To be done:
Offset every bounding-box coordinate by adding -60, and rewrite all lines of the listing, from its start through the line holding "xmin=347 ymin=91 xmax=366 ymax=98", inclusive. Carry over the other text unchanged and leave out the pictures.

-*-*-

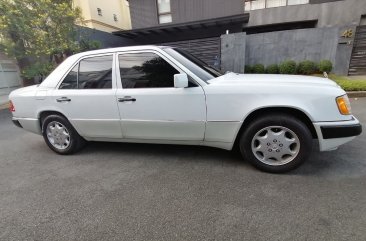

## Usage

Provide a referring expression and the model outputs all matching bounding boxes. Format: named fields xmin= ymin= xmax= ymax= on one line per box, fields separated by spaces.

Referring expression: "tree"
xmin=0 ymin=0 xmax=98 ymax=84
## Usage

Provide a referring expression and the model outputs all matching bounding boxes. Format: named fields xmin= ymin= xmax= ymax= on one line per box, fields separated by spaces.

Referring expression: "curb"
xmin=347 ymin=91 xmax=366 ymax=98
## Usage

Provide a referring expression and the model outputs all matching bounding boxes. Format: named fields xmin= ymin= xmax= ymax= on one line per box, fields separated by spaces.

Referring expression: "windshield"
xmin=164 ymin=48 xmax=222 ymax=82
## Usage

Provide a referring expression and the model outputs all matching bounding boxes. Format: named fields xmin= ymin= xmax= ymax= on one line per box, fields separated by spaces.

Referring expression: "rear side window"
xmin=60 ymin=55 xmax=113 ymax=89
xmin=118 ymin=52 xmax=179 ymax=89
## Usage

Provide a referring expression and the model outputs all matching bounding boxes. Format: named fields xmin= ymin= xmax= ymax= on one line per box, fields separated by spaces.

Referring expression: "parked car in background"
xmin=9 ymin=46 xmax=361 ymax=172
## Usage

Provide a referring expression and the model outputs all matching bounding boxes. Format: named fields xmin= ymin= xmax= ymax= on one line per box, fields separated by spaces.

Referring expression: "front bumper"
xmin=11 ymin=117 xmax=23 ymax=128
xmin=320 ymin=124 xmax=362 ymax=139
xmin=314 ymin=117 xmax=362 ymax=151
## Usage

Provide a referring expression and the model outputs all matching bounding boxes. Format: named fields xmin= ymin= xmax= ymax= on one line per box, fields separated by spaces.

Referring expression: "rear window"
xmin=60 ymin=55 xmax=113 ymax=89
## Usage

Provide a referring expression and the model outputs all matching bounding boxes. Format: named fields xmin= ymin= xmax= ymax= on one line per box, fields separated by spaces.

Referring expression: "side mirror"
xmin=174 ymin=74 xmax=188 ymax=88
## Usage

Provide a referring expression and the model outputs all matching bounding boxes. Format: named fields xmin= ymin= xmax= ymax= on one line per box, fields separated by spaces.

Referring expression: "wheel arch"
xmin=37 ymin=110 xmax=71 ymax=132
xmin=234 ymin=106 xmax=318 ymax=148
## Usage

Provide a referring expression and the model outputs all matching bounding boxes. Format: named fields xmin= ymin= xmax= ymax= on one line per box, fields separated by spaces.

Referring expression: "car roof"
xmin=74 ymin=45 xmax=168 ymax=57
xmin=40 ymin=45 xmax=172 ymax=88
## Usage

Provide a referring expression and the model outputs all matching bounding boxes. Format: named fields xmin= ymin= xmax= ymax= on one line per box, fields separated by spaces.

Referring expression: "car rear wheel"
xmin=42 ymin=115 xmax=85 ymax=155
xmin=239 ymin=114 xmax=312 ymax=173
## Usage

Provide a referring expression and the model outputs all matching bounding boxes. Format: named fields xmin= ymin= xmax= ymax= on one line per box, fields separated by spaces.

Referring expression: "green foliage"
xmin=253 ymin=64 xmax=266 ymax=74
xmin=279 ymin=60 xmax=296 ymax=74
xmin=266 ymin=64 xmax=279 ymax=74
xmin=22 ymin=62 xmax=55 ymax=79
xmin=318 ymin=60 xmax=333 ymax=73
xmin=0 ymin=0 xmax=97 ymax=81
xmin=297 ymin=60 xmax=317 ymax=75
xmin=244 ymin=65 xmax=253 ymax=74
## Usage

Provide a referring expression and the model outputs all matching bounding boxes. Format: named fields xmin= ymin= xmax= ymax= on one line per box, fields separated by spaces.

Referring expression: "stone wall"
xmin=221 ymin=26 xmax=355 ymax=75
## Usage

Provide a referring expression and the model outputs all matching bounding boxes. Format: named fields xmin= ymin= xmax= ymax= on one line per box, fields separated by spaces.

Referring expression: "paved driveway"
xmin=0 ymin=99 xmax=366 ymax=241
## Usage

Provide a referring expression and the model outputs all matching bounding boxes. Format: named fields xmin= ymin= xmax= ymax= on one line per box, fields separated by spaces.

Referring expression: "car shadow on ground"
xmin=71 ymin=142 xmax=358 ymax=176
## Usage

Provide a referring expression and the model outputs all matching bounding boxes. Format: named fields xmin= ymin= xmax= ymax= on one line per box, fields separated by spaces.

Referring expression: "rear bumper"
xmin=12 ymin=117 xmax=42 ymax=134
xmin=314 ymin=117 xmax=362 ymax=151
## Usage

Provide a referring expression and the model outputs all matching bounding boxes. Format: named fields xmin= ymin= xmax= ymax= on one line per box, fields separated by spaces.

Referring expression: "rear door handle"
xmin=118 ymin=96 xmax=136 ymax=102
xmin=56 ymin=97 xmax=71 ymax=102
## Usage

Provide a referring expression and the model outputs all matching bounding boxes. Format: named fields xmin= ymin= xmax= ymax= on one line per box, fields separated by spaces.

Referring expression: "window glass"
xmin=78 ymin=55 xmax=113 ymax=89
xmin=119 ymin=52 xmax=179 ymax=89
xmin=288 ymin=0 xmax=309 ymax=5
xmin=164 ymin=48 xmax=222 ymax=82
xmin=266 ymin=0 xmax=287 ymax=8
xmin=251 ymin=0 xmax=266 ymax=10
xmin=158 ymin=0 xmax=170 ymax=13
xmin=60 ymin=64 xmax=79 ymax=89
xmin=159 ymin=14 xmax=172 ymax=23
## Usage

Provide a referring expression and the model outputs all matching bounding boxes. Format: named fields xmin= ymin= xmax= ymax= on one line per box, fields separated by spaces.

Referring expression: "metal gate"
xmin=348 ymin=25 xmax=366 ymax=75
xmin=162 ymin=37 xmax=221 ymax=68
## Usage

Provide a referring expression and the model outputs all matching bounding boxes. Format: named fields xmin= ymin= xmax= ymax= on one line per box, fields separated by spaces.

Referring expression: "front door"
xmin=116 ymin=51 xmax=206 ymax=141
xmin=53 ymin=54 xmax=122 ymax=138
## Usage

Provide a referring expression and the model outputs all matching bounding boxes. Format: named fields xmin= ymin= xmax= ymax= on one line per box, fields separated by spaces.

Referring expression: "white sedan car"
xmin=9 ymin=46 xmax=362 ymax=172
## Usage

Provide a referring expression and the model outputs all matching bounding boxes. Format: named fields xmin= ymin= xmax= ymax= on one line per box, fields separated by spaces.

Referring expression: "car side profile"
xmin=9 ymin=46 xmax=362 ymax=173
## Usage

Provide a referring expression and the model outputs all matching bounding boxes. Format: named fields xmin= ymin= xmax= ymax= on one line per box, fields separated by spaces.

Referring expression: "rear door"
xmin=116 ymin=50 xmax=206 ymax=141
xmin=52 ymin=54 xmax=122 ymax=138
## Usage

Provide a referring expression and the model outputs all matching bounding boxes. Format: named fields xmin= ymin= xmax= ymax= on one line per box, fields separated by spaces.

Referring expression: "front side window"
xmin=60 ymin=64 xmax=79 ymax=89
xmin=164 ymin=48 xmax=222 ymax=83
xmin=118 ymin=52 xmax=179 ymax=89
xmin=97 ymin=8 xmax=103 ymax=16
xmin=60 ymin=55 xmax=113 ymax=89
xmin=157 ymin=0 xmax=172 ymax=24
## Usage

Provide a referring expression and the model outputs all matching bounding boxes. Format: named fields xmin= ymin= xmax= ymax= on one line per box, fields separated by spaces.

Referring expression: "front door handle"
xmin=118 ymin=96 xmax=136 ymax=102
xmin=56 ymin=97 xmax=71 ymax=102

-*-*-

Answer:
## Usage

Provide a referring expression and the model outputs all matching bounding boxes. Format: named fields xmin= ymin= xmax= ymax= on one line per box, fields separated by spaces.

Referring expression: "tree"
xmin=-60 ymin=-60 xmax=38 ymax=24
## Usage

Provide a referring expression and the model outputs all matching bounding boxes. Format: named fields xmin= ymin= xmax= ymax= on one line per box, fields separated by spaces.

Referring expression: "curb"
xmin=287 ymin=31 xmax=306 ymax=38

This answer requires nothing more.